● YOUR INSTRUCTIONS
Count the lines of the material below that contain the string "washing", and give only that number.

[Entries from a dataset]
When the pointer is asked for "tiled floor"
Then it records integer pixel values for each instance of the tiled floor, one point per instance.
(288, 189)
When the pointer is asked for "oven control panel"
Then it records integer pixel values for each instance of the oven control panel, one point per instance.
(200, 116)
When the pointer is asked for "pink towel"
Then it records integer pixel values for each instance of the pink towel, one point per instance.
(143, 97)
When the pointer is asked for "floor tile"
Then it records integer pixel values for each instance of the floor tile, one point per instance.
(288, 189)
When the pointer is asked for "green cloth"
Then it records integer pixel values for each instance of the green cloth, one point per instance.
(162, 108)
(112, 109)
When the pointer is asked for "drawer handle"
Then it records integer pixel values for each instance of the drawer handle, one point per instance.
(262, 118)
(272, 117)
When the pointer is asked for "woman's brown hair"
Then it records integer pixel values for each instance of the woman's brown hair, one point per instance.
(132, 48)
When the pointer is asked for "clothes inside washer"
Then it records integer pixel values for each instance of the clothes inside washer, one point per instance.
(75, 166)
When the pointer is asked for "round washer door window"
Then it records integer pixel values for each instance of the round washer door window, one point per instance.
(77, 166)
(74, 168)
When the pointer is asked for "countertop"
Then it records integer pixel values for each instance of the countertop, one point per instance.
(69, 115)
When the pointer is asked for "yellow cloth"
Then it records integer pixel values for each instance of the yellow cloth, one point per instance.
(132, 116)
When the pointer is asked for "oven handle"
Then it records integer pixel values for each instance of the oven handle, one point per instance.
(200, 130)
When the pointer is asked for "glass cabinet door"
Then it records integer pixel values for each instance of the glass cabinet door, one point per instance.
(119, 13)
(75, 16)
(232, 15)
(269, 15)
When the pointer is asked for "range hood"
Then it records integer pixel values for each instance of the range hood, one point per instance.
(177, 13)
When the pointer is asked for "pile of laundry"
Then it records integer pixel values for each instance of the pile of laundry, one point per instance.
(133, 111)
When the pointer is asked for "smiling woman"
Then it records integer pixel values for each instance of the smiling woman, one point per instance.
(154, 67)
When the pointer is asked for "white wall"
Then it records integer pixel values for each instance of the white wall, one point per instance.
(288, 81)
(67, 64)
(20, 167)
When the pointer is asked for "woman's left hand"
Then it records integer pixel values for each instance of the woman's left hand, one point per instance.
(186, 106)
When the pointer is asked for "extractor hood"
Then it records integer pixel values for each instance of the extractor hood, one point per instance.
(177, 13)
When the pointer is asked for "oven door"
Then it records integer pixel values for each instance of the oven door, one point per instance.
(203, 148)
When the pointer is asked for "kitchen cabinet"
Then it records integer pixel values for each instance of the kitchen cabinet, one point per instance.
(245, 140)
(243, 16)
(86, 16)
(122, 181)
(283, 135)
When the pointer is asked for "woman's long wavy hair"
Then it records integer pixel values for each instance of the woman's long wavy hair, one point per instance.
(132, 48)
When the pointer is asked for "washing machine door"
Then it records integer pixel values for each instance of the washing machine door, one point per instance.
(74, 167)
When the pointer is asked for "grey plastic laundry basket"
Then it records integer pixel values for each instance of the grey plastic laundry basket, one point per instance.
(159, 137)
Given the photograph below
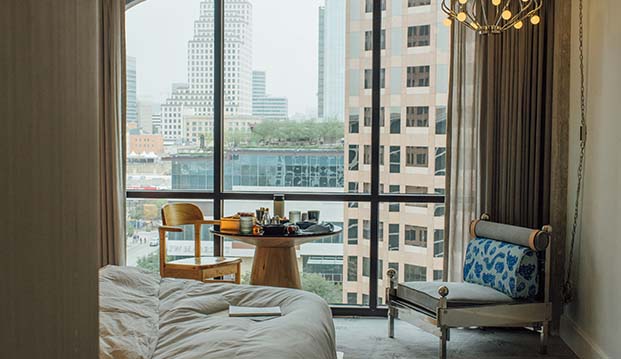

● THE SOLUTION
2